[What to do] Locate each line in the records containing "ocean". Copy it.
(Records supplied Opens)
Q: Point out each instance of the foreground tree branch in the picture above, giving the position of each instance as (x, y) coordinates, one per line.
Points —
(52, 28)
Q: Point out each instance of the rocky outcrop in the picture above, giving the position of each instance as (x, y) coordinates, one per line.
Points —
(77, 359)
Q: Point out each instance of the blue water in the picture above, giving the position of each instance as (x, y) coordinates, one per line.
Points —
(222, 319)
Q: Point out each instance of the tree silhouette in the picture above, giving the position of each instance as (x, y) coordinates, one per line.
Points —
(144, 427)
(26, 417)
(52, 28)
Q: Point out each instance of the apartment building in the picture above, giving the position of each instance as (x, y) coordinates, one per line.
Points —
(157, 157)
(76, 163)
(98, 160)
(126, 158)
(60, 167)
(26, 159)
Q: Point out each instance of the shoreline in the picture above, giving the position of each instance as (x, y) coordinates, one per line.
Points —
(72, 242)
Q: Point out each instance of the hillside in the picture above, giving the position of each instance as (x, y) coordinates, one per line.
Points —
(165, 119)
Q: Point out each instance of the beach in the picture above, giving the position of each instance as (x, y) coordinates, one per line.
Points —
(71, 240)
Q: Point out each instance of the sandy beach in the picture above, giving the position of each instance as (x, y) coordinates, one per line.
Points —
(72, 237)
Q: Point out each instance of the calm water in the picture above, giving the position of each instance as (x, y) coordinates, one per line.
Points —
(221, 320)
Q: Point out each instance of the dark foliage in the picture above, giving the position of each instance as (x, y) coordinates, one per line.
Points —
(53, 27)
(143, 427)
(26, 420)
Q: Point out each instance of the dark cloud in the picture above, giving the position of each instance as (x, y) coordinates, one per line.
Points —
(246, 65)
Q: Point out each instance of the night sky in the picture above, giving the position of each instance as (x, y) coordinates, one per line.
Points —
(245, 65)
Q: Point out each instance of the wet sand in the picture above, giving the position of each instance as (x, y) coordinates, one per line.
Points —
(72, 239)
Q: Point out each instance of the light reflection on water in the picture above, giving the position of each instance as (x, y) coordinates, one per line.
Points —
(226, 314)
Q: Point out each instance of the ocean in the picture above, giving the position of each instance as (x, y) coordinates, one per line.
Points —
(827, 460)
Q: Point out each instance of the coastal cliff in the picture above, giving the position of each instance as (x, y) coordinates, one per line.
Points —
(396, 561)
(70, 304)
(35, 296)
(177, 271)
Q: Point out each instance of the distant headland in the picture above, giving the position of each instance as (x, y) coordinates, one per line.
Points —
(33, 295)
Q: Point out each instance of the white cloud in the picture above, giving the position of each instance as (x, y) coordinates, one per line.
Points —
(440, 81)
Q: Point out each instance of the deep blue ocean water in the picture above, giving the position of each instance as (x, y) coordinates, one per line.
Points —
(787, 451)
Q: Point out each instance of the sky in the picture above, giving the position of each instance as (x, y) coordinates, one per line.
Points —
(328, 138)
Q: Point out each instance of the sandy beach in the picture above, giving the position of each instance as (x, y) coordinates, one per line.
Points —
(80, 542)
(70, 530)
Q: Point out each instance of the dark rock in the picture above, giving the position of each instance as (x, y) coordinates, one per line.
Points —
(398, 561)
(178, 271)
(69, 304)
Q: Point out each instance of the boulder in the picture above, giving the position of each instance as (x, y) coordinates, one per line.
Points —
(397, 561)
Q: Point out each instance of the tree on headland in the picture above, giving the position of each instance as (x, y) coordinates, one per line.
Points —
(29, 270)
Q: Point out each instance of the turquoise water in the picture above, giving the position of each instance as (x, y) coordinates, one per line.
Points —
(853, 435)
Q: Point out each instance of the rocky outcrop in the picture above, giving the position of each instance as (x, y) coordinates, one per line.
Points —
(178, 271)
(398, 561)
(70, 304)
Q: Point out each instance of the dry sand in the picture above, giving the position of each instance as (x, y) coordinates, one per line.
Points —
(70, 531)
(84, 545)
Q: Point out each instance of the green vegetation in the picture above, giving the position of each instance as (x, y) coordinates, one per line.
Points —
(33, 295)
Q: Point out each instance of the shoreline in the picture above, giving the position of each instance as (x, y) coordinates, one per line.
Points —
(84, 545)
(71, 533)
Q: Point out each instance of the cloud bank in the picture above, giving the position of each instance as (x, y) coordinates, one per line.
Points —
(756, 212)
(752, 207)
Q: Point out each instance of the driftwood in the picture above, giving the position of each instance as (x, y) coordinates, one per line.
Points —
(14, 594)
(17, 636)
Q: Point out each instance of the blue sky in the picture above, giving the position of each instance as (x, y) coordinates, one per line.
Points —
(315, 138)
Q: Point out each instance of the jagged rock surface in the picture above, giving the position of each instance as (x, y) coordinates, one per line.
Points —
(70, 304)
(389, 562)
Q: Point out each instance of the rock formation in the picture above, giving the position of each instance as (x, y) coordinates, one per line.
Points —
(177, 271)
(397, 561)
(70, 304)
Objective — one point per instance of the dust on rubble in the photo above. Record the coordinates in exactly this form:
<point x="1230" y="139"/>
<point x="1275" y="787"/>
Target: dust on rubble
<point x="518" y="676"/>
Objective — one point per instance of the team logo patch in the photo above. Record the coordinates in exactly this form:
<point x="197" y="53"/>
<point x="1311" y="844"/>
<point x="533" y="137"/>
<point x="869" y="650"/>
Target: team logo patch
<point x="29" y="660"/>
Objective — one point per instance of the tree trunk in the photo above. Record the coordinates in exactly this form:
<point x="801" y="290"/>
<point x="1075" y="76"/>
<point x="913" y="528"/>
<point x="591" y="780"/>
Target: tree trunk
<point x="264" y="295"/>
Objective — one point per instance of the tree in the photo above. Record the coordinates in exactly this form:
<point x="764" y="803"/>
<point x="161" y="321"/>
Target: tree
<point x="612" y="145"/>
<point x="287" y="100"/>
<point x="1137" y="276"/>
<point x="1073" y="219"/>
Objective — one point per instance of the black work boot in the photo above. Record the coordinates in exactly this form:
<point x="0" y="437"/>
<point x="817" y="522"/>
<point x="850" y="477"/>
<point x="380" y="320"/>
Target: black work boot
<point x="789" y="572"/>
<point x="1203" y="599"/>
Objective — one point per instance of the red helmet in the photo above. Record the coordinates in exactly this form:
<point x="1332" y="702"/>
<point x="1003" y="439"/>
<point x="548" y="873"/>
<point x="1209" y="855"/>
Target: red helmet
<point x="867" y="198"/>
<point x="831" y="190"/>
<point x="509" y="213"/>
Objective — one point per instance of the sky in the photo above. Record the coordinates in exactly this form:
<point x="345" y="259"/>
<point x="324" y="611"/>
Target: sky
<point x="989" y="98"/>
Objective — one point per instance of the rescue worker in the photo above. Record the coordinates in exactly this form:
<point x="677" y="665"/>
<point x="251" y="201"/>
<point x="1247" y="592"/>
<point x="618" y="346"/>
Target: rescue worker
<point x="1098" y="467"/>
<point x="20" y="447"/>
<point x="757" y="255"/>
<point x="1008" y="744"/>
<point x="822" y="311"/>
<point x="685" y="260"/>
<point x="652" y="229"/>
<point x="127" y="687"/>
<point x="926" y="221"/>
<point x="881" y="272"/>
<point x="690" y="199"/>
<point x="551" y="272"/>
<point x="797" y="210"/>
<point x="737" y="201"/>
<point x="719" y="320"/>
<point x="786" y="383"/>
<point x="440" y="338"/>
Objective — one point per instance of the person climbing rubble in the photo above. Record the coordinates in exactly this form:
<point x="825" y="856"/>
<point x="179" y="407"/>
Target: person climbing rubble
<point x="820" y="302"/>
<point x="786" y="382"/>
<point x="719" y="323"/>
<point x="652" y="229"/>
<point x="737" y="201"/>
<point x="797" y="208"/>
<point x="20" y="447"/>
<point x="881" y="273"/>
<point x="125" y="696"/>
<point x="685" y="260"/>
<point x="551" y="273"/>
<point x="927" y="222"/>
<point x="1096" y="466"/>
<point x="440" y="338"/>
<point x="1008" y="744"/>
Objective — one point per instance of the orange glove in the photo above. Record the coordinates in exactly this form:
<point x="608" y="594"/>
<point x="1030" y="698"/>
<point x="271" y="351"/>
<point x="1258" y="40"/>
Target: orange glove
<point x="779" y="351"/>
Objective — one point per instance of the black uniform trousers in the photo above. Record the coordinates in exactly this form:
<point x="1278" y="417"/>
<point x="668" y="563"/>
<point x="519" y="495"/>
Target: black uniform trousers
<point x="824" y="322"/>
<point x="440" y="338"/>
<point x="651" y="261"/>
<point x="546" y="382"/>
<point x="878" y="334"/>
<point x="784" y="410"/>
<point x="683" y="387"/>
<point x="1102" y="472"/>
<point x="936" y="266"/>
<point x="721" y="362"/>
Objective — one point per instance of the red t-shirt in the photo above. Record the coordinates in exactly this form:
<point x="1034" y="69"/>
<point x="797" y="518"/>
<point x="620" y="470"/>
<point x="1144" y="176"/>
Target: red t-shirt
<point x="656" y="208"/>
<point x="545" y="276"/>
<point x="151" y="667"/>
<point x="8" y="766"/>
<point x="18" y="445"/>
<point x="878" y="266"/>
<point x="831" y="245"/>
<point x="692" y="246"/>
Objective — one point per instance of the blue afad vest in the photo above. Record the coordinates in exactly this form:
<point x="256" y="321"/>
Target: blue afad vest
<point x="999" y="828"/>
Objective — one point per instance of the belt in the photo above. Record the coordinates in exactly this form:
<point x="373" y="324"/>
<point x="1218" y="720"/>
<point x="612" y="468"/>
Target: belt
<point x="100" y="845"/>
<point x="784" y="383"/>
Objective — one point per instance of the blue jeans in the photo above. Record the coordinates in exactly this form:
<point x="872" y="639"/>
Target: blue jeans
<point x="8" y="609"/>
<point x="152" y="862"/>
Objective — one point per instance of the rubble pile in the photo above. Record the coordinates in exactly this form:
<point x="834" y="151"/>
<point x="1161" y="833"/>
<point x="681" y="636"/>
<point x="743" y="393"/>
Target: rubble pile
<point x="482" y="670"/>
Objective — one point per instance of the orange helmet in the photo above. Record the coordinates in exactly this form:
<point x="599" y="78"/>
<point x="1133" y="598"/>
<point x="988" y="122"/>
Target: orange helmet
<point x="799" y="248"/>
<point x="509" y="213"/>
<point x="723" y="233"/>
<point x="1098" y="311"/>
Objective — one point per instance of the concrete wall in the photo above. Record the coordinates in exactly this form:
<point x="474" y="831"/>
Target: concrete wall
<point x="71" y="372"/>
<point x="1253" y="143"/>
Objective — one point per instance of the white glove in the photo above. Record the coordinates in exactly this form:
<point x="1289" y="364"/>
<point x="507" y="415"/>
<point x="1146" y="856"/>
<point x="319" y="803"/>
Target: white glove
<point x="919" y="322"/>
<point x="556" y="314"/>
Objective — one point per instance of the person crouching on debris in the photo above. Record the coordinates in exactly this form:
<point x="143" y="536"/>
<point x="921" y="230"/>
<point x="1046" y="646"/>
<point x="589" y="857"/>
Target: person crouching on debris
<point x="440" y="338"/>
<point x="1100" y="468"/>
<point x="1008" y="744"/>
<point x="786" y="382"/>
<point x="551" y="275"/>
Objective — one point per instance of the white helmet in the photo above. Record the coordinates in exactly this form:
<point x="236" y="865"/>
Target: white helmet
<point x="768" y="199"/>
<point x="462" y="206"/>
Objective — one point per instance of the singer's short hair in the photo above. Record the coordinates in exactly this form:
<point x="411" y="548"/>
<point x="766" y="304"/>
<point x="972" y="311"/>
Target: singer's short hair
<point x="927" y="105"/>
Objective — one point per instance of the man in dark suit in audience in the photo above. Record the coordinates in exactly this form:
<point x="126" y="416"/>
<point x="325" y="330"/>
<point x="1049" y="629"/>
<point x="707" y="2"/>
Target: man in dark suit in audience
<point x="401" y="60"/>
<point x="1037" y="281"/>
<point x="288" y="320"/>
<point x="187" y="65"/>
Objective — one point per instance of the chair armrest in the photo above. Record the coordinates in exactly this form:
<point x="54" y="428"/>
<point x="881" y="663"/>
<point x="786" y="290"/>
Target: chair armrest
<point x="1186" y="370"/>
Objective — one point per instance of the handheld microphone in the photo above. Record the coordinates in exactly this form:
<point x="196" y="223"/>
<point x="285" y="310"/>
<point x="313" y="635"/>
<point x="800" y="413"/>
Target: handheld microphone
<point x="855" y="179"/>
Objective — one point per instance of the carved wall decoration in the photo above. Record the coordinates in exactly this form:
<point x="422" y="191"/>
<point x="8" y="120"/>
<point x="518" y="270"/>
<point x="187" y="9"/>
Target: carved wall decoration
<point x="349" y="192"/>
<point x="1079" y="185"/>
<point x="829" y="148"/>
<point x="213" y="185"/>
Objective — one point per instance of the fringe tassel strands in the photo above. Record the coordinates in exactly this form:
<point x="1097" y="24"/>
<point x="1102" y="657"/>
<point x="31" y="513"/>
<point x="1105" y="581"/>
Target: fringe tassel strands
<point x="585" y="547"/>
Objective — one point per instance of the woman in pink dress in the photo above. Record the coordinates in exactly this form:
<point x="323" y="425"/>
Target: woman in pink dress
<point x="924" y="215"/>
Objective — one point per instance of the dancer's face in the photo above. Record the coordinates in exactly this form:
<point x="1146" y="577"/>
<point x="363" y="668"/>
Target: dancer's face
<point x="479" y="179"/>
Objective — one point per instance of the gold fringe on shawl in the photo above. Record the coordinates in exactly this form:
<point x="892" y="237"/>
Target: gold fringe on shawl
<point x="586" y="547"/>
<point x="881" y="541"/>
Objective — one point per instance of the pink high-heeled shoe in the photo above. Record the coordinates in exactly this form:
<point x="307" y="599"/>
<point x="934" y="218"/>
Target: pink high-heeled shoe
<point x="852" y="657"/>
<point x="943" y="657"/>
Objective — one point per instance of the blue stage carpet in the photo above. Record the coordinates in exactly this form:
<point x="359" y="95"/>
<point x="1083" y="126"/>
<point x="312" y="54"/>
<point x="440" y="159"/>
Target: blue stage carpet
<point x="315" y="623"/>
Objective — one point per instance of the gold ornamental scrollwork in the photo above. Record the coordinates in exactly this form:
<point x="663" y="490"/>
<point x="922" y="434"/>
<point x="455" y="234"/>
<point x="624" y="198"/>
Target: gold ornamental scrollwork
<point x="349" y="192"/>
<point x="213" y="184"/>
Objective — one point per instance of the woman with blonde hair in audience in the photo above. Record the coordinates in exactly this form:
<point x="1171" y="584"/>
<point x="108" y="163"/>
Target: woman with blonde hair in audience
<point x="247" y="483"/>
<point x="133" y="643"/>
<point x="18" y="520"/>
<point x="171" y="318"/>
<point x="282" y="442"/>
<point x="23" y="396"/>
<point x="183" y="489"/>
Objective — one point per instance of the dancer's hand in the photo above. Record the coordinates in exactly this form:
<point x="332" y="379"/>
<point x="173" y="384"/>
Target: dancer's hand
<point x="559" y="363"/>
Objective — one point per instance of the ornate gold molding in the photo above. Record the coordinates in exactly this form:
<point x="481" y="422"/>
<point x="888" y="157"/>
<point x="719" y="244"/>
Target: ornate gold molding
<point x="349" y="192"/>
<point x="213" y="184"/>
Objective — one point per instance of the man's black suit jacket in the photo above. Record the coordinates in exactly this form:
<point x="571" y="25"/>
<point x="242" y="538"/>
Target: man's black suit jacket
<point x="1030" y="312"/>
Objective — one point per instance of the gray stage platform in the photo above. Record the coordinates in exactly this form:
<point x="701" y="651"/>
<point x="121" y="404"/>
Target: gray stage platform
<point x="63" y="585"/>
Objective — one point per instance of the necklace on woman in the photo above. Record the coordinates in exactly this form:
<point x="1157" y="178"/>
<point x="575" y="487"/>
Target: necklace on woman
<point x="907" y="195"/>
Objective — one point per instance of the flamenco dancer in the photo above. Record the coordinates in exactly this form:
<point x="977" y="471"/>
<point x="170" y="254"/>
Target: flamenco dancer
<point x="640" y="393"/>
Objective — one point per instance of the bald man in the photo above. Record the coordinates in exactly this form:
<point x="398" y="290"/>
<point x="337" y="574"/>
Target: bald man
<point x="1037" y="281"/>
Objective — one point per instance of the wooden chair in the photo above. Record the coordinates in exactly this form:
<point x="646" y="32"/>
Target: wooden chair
(Records supplied Closes)
[Written solution]
Q: Point out each instance of the ocean in the picture above, giving the position of each instance as (x, y) coordinates, one per line.
Q: Point out each instance of the deep blue ocean water in the picture above, giving the position of each instance as (x, y) coordinates, one per line.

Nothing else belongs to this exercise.